BEGIN
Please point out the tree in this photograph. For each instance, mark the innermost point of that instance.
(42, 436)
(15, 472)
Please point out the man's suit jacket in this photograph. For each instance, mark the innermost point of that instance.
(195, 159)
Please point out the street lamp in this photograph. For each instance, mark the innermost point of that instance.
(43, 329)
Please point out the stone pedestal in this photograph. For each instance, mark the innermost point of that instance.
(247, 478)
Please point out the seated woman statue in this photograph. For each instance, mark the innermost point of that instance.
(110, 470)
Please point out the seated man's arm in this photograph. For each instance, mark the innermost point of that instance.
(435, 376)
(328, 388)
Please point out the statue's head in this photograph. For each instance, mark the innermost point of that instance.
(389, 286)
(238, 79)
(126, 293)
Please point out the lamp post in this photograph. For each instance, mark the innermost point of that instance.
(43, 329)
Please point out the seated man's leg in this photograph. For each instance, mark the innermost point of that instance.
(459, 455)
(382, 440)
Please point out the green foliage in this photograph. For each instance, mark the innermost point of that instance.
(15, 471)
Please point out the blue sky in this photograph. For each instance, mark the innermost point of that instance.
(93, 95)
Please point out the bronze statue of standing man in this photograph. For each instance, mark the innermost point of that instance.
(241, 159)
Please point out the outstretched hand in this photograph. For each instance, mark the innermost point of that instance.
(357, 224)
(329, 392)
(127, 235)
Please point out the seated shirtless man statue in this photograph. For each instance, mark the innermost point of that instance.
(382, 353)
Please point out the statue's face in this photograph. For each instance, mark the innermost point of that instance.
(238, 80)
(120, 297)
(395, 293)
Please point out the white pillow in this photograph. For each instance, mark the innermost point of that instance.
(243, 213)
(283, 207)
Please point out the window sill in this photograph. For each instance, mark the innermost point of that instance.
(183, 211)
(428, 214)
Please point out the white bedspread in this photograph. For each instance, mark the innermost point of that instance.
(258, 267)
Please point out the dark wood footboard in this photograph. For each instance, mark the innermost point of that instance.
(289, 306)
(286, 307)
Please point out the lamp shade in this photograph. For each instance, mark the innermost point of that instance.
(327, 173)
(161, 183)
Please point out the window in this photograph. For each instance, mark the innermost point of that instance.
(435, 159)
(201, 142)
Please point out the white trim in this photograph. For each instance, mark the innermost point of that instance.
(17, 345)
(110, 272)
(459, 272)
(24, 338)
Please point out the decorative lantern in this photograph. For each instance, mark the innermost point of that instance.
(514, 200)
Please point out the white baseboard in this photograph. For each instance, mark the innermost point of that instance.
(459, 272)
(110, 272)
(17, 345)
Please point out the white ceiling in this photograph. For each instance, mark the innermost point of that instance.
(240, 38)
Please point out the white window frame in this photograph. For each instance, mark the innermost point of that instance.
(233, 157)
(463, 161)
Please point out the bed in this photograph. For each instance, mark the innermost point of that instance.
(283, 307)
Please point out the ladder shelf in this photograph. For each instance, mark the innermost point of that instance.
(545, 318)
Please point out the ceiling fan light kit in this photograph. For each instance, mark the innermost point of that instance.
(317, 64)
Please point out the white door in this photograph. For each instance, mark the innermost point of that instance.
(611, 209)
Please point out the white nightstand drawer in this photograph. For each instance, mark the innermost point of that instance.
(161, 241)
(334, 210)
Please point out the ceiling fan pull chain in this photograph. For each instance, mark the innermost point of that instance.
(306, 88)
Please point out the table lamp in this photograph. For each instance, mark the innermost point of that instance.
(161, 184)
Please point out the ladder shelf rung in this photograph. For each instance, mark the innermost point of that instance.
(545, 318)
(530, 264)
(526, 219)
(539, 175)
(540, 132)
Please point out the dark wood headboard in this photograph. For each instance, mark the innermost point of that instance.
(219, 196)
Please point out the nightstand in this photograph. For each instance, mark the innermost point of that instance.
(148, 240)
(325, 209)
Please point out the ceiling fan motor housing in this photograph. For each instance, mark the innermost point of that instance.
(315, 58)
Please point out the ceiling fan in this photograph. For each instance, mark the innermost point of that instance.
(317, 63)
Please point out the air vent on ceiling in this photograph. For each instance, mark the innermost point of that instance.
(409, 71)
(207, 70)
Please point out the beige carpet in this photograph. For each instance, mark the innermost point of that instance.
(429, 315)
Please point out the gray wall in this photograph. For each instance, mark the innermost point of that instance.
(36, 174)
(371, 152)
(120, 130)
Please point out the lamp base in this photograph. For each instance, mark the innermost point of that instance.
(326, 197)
END
Instructions for the task: Copy all the entries above, swapping each "innermost" for "central" and leaving everything else untouched.

Solution for this problem:
Please point out the tree in this photograph. For each instance, mark the central point of that instance.
(42, 436)
(15, 472)
Please point out the man's suit jacket in this photograph. For each instance, mark the central point of that instance.
(195, 159)
Please point out the street lamp in this photograph. For each instance, mark the central point of that instance.
(43, 329)
Please point out the stone pedestal in this photograph. For each instance, mark the central point of that instance.
(247, 478)
Please point out the seated woman statue in this photograph. For each instance, mark the central point of that instance.
(110, 470)
Please point out the seated man's arm in this photograph. For each instance, mark the central point of that instance.
(435, 376)
(328, 388)
Please point out the statue's head in this photograph. For each instance, mark the central point of that instance.
(389, 286)
(238, 79)
(126, 293)
Please point out the lamp post in this photograph. For each instance, mark the central point of that instance.
(43, 329)
Please point out the seated man's leg in this photograph. For each instance, mark the central point of that instance.
(459, 455)
(382, 440)
Please point out the green foliage in this photograph. For each instance, mark the central point of that instance.
(15, 471)
Please point out the blue sky in this photograph. For each instance, mark the central point of that instance.
(93, 95)
Please point out the bronze statue of standing man in this photograph. For each instance, mark the central point of that instance.
(241, 159)
Please point out the outstretched hand in this photograph. For each instance, mark the central point of that instance.
(357, 224)
(329, 392)
(127, 235)
Please point out the seated shirtless man statue in this photograph. For each instance, mark the central point of that instance.
(382, 353)
Please point out the statue's face in this photograph. For each instance, mark the central point of that instance.
(238, 80)
(120, 297)
(395, 293)
Please point out the white pillow in this photograph. For each instance, mark the central point of that instance.
(243, 213)
(283, 207)
Please point out the window sill in this photograph. For each instance, mark the central point of that instance.
(183, 211)
(428, 214)
Please point out the white bedspread in this photograph. For each instance, mark the central point of that instance.
(258, 267)
Please point out the dark wood footboard in this photograph. For each instance, mark the central point of that instance.
(289, 306)
(286, 307)
Please point out the lamp shade in this photograph. For each instance, mark the central point of that instance.
(327, 173)
(161, 183)
Please point out the window in this photograph. For each instance, mark the central point of that instance.
(435, 159)
(201, 142)
Please point out the white trim in this photograph. For each instance, mark the central point of that instance.
(17, 345)
(110, 272)
(459, 272)
(24, 338)
Please point out the decorative lantern in this photograph. For each instance, mark the central point of that instance.
(514, 200)
Please point out the white baseboard in this photograph. For each instance, mark the central point of that instance.
(459, 272)
(110, 272)
(17, 345)
Please point out the white ceiling in this photograph. For each instance, mark the central point of that instance.
(240, 38)
Please point out the white window frame in this photograph. For each instance, mark the central point of that instance.
(233, 157)
(463, 161)
Please point out the bed in this photograph. For each instance, mark the central point of that instance.
(283, 307)
Please point out the ladder shelf in this photograph. For each instance, mark the central point of that instance.
(545, 318)
Please point out the ceiling fan light kit in this photograph. For each instance, mark the central point of that instance.
(317, 64)
Please point out the white door in this photograph. For each instance, mark the central point of that instance.
(611, 209)
Please point out the white nightstand drawer in this photograph. For each instance, mark the central point of that instance.
(161, 241)
(334, 210)
Please point out the ceiling fan pull chain in this photograph. For each instance, mark the central point of that instance.
(306, 88)
Please point out the table lamp in this photograph. For each instance, mark the central point of that instance.
(161, 184)
Please point out the ladder shelf rung in this photograph. For each instance, mark the central point of that instance.
(545, 318)
(530, 264)
(526, 219)
(539, 175)
(540, 132)
Please point out the dark wood headboard in this photograph. For each instance, mark the central point of that instance.
(219, 196)
Please point out the nightstand in this photograph. For each instance, mark the central point of that instance.
(148, 240)
(325, 209)
Please point out the ceiling fan motor housing in this photograph. For each instance, mark the central point of that instance.
(315, 58)
Please point out the ceiling fan in this photograph. For each instance, mark the central point of that instance.
(317, 63)
Please point out the air vent on ceiling in this photograph. For each instance, mark the central point of that instance.
(409, 71)
(207, 70)
Please point out the beige carpet in this photograph. For each instance, mark the central point of that instance.
(429, 315)
Please point out the gray wall in this photograph. For each instance, mark the central point of that instance.
(36, 174)
(371, 152)
(120, 130)
Please point out the lamp base in this photograph. For each instance, mark the central point of that instance.
(326, 197)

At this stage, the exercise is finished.